La création de séries françaises demeure un vrai enjeu pour les plateformes de SVOD, contraintes par la législation du secteur à produire un certain contingent d’œuvres françaises pour bénéficier de l’autorisation de déployer leur catalogue sur notre territoire. Pendant longtemps et encore trop souvent aujourd’hui, cela a donné lieu à des tentatives embarrassantes pour tout le monde, du torrent de memes involontaires nés des deux saisons de l’inénarrable Marseille sur Netflix aux séries expédiées en catimini comme Deutsch-les-Landes sur Prime Vidéo. Heureusement, la mire fut rectifiée au cours des dernières années, les plateformes réussissant à trouver par moment la clé du succès, qu’il soit public (en témoigne le carton de Lupin ou dans une moindre mesure de Family Business) ou critique (les trop vite annulées Drôle et Mixte par exemple).
Arrivé quelques années plus tard (en mars 2020 plus précisément, super timing) que ses consœurs sur le champ de bataille, Disney+ a dû également se confronter aux mêmes exigences, avec des résultats probablement un peu plus concrets et solides que ses voisines. Quelques mois après le lancement du service dans l’Hexagone, quatre productions francophones étaient mises en chantier : une mini-série documentaire sur le chanteur Soprano, la sitcom familiale Week-End Family avec Eric Judor (renouvelée pour une saison 2 diffusée au printemps dernier), la série fantastique Parallèles et surtout la brillante mini-série Oussekine, dont on vous a tressé les louanges lors de sa présentation au Festival Séries Mania en 2022.

[Jeu de données]
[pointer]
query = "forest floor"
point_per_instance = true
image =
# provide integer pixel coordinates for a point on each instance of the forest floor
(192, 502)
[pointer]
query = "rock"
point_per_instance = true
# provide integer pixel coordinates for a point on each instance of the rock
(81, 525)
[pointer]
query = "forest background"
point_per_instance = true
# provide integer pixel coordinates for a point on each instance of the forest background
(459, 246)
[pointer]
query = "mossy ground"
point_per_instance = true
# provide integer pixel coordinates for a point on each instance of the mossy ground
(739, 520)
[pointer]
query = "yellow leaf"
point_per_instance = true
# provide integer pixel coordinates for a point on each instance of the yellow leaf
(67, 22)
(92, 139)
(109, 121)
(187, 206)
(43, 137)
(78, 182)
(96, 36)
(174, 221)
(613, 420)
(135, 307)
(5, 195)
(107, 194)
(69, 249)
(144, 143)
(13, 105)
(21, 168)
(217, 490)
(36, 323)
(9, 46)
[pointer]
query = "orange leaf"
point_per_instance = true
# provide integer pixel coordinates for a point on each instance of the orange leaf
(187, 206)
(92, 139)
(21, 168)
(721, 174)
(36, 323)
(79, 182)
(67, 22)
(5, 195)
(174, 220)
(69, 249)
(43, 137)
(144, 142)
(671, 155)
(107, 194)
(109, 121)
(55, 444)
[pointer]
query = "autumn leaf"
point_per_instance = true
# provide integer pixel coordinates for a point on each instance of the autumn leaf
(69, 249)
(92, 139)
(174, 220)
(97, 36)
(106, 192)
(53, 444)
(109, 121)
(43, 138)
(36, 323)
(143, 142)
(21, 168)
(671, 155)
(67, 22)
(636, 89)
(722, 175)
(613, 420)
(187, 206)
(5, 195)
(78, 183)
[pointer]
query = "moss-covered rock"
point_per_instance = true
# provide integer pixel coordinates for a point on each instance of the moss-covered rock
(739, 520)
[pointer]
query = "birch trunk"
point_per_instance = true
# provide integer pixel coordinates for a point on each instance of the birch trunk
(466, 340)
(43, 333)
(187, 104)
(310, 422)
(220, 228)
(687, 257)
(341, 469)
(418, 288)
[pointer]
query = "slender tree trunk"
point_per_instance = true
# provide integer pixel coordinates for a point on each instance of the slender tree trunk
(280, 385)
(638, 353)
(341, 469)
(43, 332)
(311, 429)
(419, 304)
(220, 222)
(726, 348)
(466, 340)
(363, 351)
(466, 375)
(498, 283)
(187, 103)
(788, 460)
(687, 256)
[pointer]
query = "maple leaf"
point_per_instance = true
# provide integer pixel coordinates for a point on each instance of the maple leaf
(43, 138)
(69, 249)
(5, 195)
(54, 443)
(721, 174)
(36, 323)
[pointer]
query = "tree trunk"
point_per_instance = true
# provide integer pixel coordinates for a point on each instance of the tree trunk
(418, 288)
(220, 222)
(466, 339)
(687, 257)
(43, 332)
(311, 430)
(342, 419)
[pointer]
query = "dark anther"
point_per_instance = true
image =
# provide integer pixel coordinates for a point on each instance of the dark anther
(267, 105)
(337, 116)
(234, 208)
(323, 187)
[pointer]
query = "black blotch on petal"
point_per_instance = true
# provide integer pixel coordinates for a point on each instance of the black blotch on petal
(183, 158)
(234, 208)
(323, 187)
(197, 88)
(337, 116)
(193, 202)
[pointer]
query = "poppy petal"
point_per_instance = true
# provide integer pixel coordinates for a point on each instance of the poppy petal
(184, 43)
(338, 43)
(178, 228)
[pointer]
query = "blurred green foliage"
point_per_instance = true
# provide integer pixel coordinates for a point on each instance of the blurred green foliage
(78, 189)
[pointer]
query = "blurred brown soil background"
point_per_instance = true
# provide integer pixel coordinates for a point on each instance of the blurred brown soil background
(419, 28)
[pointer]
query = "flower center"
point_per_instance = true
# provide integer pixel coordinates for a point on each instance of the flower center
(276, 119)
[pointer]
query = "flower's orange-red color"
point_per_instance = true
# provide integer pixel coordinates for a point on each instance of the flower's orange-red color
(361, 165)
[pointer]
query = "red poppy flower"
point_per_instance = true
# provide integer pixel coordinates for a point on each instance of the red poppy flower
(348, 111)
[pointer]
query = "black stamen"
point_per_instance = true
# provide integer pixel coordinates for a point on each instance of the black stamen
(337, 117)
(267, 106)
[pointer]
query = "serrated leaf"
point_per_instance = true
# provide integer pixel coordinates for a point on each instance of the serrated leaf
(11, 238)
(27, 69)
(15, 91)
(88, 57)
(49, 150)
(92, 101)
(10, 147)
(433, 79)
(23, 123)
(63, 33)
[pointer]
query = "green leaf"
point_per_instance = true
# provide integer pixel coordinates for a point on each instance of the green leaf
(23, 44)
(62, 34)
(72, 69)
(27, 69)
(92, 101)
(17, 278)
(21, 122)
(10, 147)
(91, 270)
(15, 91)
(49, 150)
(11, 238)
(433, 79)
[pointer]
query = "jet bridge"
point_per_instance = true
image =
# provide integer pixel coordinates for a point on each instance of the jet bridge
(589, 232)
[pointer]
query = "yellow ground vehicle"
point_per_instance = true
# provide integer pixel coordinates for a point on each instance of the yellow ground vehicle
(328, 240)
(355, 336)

[Consignes de l'exercice] Reproduisez intégralement le texte sur les séries françaises des plateformes de SVOD, s'il vous plaît.

[Résultat]
La création de séries françaises demeure un vrai enjeu pour les plateformes de SVOD, contraintes par la législation du secteur à produire un certain contingent d’œuvres françaises pour bénéficier de l’autorisation de déployer leur catalogue sur notre territoire. Pendant longtemps et encore trop souvent aujourd’hui, cela a donné lieu à des tentatives embarrassantes pour tout le monde, du torrent de memes involontaires nés des deux saisons de l’inénarrable Marseille sur Netflix aux séries expédiées en catimini comme Deutsch-les-Landes sur Prime Vidéo. Heureusement, la mire fut rectifiée au cours des dernières années, les plateformes réussissant à trouver par moment la clé du succès, qu’il soit public (en témoigne le carton de Lupin ou dans une moindre mesure de Family Business) ou critique (les trop vite annulées Drôle et Mixte par exemple).
Arrivé quelques années plus tard (en mars 2020 plus précisément, super timing) que ses consœurs sur le champ de bataille, Disney+ a dû également se confronter aux mêmes exigences, avec des résultats probablement un peu plus concrets et solides que ses voisines. Quelques mois après le lancement du service dans l’Hexagone, quatre productions francophones étaient mises en chantier : une mini-série documentaire sur le chanteur Soprano, la sitcom familiale Week-End Family avec Eric Judor (renouvelée pour une saison 2 diffusée au printemps dernier), la série fantastique Parallèles et surtout la brillante mini-série Oussekine, dont on vous a tressé les louanges lors de sa présentation au Festival Séries Mania en 2022.